---------- PROVIDED RECORDS

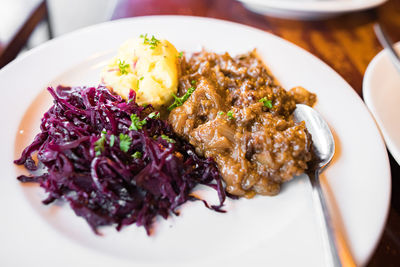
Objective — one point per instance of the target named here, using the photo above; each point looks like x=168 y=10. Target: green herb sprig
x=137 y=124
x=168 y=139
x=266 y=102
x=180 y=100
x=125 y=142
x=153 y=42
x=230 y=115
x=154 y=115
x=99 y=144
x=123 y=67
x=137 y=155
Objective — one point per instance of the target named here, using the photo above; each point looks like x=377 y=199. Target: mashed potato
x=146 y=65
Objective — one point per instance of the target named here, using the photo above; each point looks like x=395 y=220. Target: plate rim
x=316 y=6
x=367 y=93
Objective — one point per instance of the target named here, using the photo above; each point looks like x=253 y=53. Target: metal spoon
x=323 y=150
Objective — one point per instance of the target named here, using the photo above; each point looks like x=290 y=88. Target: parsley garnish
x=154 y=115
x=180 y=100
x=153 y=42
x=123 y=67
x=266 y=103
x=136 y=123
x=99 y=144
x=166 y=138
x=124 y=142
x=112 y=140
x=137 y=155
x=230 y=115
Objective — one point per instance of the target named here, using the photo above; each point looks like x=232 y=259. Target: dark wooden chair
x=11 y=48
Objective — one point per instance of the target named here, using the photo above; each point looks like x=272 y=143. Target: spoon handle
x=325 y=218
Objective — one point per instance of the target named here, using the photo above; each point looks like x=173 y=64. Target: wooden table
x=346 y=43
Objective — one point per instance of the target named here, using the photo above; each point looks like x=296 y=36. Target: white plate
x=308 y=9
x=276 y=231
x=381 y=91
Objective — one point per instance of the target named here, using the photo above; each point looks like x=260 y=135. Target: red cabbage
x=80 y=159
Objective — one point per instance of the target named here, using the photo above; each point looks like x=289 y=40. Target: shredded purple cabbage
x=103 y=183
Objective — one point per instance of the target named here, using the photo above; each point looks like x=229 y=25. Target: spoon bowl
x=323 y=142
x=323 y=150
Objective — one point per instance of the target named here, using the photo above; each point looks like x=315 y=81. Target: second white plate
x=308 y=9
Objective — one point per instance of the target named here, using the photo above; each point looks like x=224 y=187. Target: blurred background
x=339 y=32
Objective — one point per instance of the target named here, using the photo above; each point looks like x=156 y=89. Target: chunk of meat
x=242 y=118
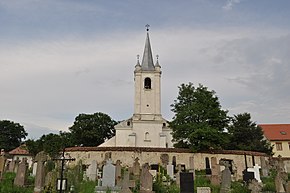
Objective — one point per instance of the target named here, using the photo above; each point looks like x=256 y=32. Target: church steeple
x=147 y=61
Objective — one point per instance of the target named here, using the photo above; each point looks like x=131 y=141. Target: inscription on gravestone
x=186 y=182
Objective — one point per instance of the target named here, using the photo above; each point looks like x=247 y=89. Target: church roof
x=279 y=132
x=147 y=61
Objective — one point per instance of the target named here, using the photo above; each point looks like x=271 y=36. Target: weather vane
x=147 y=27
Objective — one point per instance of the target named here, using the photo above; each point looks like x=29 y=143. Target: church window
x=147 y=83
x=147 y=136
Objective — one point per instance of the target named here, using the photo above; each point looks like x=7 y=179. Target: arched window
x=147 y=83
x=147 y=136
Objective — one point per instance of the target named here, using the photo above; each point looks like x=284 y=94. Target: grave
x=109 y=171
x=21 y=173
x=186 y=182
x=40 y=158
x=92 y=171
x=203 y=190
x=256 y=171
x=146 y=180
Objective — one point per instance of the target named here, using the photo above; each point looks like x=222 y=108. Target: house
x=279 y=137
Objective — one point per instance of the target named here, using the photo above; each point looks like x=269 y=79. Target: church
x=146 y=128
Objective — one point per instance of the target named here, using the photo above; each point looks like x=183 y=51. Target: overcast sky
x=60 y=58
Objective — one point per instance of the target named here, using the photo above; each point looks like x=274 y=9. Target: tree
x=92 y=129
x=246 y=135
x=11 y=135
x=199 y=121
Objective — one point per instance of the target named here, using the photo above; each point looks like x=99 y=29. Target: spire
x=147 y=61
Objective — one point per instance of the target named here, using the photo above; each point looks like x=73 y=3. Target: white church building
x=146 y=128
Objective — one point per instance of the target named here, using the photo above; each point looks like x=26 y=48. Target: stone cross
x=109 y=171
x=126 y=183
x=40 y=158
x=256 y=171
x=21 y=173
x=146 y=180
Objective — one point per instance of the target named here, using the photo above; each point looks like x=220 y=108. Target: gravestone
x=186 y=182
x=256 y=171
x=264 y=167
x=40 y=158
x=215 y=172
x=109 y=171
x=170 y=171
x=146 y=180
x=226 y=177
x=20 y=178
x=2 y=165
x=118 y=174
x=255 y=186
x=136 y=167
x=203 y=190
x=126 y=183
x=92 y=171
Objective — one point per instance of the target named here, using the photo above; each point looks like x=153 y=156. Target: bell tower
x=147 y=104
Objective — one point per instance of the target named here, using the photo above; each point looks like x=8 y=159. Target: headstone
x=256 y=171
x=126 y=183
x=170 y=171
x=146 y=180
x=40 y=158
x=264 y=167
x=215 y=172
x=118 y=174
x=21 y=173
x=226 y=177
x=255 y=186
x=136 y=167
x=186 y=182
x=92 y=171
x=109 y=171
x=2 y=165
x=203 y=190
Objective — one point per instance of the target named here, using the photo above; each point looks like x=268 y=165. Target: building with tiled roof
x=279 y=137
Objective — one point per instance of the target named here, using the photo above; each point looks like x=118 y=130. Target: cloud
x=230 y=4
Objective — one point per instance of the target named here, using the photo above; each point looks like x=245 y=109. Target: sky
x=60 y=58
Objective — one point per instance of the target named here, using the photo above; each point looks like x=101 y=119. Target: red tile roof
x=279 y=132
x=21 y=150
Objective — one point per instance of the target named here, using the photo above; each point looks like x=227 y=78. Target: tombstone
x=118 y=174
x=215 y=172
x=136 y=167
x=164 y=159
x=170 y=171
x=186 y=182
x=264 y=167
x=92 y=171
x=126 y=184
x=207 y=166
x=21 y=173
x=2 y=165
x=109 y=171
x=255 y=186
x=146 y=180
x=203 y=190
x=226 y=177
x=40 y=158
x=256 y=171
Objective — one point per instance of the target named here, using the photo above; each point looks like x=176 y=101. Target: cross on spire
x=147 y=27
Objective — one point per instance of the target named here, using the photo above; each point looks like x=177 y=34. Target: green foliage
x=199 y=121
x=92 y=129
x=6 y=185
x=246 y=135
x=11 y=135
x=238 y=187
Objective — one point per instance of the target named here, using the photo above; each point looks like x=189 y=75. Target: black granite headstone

--------------------

Format every line of the material above as a numbered list, skipping blank lines. Leave the pictures out.

▶ _RESPONSE TO THE EXERCISE_:
1. Objective — one point per instance of the target named here, using the photo above; each point looks like x=168 y=10. Target: green herb sprig
2. x=137 y=124
3. x=168 y=139
4. x=266 y=102
5. x=180 y=100
6. x=125 y=142
7. x=153 y=42
8. x=230 y=115
9. x=154 y=115
10. x=99 y=144
11. x=123 y=67
12. x=137 y=155
13. Objective — one point per instance of the target named here, using the photo above; each point looks like x=377 y=199. Target: mashed potato
14. x=146 y=65
15. Objective — one point per instance of the target named here, using the photo above; each point looks like x=395 y=220. Target: plate rim
16. x=316 y=6
17. x=367 y=93
18. Objective — one point per instance of the target named here, using the photo above; each point looks like x=253 y=53. Target: metal spoon
19. x=323 y=150
20. Objective — one point per instance of the target named here, using the photo above; each point looks like x=290 y=88. Target: parsley garnish
21. x=154 y=115
22. x=180 y=100
23. x=153 y=42
24. x=123 y=67
25. x=266 y=103
26. x=136 y=123
27. x=99 y=144
28. x=166 y=138
29. x=124 y=142
30. x=112 y=140
31. x=137 y=155
32. x=230 y=115
33. Objective — one point per instance of the target named here, using the photo above; each point looks like x=232 y=259. Target: dark wooden chair
34. x=11 y=48
35. Objective — one point per instance of the target named here, using the photo above; each point looks like x=272 y=143. Target: spoon handle
36. x=325 y=218
37. Objective — one point per instance of the target named here, using the photo above; each point looks like x=173 y=64. Target: wooden table
38. x=346 y=43
39. Objective — one point per instance of the target named here, using the photo above; each point looks like x=296 y=36. Target: white plate
40. x=308 y=9
41. x=276 y=231
42. x=381 y=91
43. Objective — one point per instance of the target named here, using the photo above; each point looks like x=260 y=135. Target: red cabbage
44. x=80 y=159
45. Objective — one point per instance of the target named here, using the photo above; each point looks like x=289 y=40. Target: shredded purple cabbage
46. x=103 y=183
47. Objective — one point per instance of the target named here, using the photo above; each point looks like x=229 y=25. Target: spoon bowl
48. x=323 y=142
49. x=323 y=150
50. Objective — one point per instance of the target named here, using the photo above; each point looks like x=315 y=81. Target: second white plate
51. x=308 y=9
52. Objective — one point per instance of the target named here, using the photo above; each point looks like x=224 y=187. Target: blurred background
53. x=339 y=32
54. Objective — one point per instance of the target named here, using the photo above; each point looks like x=156 y=89. Target: chunk of meat
55. x=242 y=118
56. Objective — one point per instance of the target named here, using the photo above; each point looks like x=256 y=32. Target: church steeple
57. x=147 y=61
58. Objective — one point per instance of the target named here, using the photo above; each point looks like x=131 y=141. Target: inscription on gravestone
59. x=186 y=182
60. Objective — one point per instance of the target named here, using the photo above; each point looks like x=247 y=89. Target: church roof
61. x=279 y=132
62. x=147 y=61
63. Objective — one point per instance of the target named here, using the photo above; each point looks like x=271 y=36. Target: weather vane
64. x=147 y=27
65. Objective — one point per instance of the target named here, using the photo above; each point looks like x=29 y=143. Target: church window
66. x=147 y=83
67. x=147 y=136
68. Objective — one point per instance of the target named here, using the photo above; each point looks like x=7 y=179. Target: arched window
69. x=147 y=83
70. x=147 y=136
71. Objective — one point per instance of the target named here, using the photo above; each point looks like x=284 y=94. Target: grave
72. x=109 y=171
73. x=21 y=173
74. x=186 y=182
75. x=40 y=158
76. x=92 y=171
77. x=203 y=190
78. x=256 y=171
79. x=146 y=180
80. Objective — one point per instance of the target named here, using the photo above; each point looks like x=222 y=108. Target: house
81. x=279 y=137
82. Objective — one point per instance of the target named here, using the photo above; each point looks like x=269 y=79. Target: church
83. x=146 y=128
84. Objective — one point per instance of the target named here, using the photo above; each point looks like x=183 y=51. Target: overcast sky
85. x=60 y=58
86. Objective — one point per instance of the target named here, using the photo above; each point looks like x=274 y=9. Target: tree
87. x=92 y=129
88. x=246 y=135
89. x=11 y=135
90. x=199 y=121
91. Objective — one point per instance of the target named here, using the photo above; each point looks like x=99 y=29. Target: spire
92. x=147 y=61
93. Objective — one point per instance of the target named here, using the photo above; each point looks like x=73 y=3. Target: white church building
94. x=146 y=128
95. Objective — one point per instance of the target named here, using the photo above; each point looks like x=26 y=48. Target: stone cross
96. x=109 y=171
97. x=126 y=183
98. x=40 y=158
99. x=256 y=171
100. x=21 y=173
101. x=146 y=180
102. Objective — one point per instance of the target named here, using the photo above; each point looks like x=220 y=108. Target: gravestone
103. x=186 y=182
104. x=256 y=171
105. x=264 y=167
106. x=40 y=158
107. x=215 y=172
108. x=109 y=171
109. x=170 y=171
110. x=146 y=180
111. x=226 y=177
112. x=20 y=178
113. x=2 y=165
114. x=118 y=174
115. x=255 y=186
116. x=136 y=167
117. x=203 y=190
118. x=126 y=183
119. x=92 y=171
120. Objective — one point per instance of the target named here, using the photo above; each point looks like x=153 y=156. Target: bell tower
121. x=147 y=104
122. Objective — one point per instance of the target named here, using the photo above; each point looks like x=8 y=159. Target: headstone
123. x=256 y=171
124. x=126 y=183
125. x=170 y=171
126. x=146 y=180
127. x=40 y=158
128. x=264 y=167
129. x=215 y=172
130. x=118 y=174
131. x=21 y=173
132. x=226 y=177
133. x=255 y=186
134. x=136 y=167
135. x=186 y=182
136. x=92 y=171
137. x=109 y=171
138. x=2 y=165
139. x=203 y=190
140. Objective — one point per instance of the target named here, using the photo above; each point looks like x=268 y=165. Target: building with tiled roof
141. x=279 y=137
142. Objective — one point per instance of the target named here, using the photo above; each point looks like x=118 y=130. Target: cloud
143. x=230 y=4
144. Objective — one point per instance of the target named here, using the photo above; each point looks like x=245 y=109. Target: sky
145. x=60 y=58
146. Objective — one point per instance of the target named here, using the photo above; each point looks like x=101 y=119. Target: red tile roof
147. x=279 y=132
148. x=21 y=150
149. Objective — one point per instance of the target named here, using the photo above; each point looks like x=227 y=78. Target: tombstone
150. x=118 y=174
151. x=215 y=172
152. x=136 y=167
153. x=164 y=159
154. x=170 y=171
155. x=186 y=182
156. x=264 y=167
157. x=92 y=171
158. x=126 y=184
159. x=207 y=166
160. x=21 y=173
161. x=2 y=165
162. x=109 y=171
163. x=255 y=186
164. x=146 y=180
165. x=203 y=190
166. x=226 y=177
167. x=40 y=158
168. x=256 y=171
169. Objective — one point per instance of the target named here, using the photo above; each point looks like x=176 y=101. Target: cross on spire
170. x=147 y=27
171. Objective — one point per instance of the target named here, using the photo above; each point looks like x=177 y=34. Target: green foliage
172. x=199 y=121
173. x=92 y=129
174. x=6 y=185
175. x=246 y=135
176. x=11 y=135
177. x=238 y=187
178. Objective — one point per instance of the target named here, using the photo above; each point looks like x=189 y=75. Target: black granite headstone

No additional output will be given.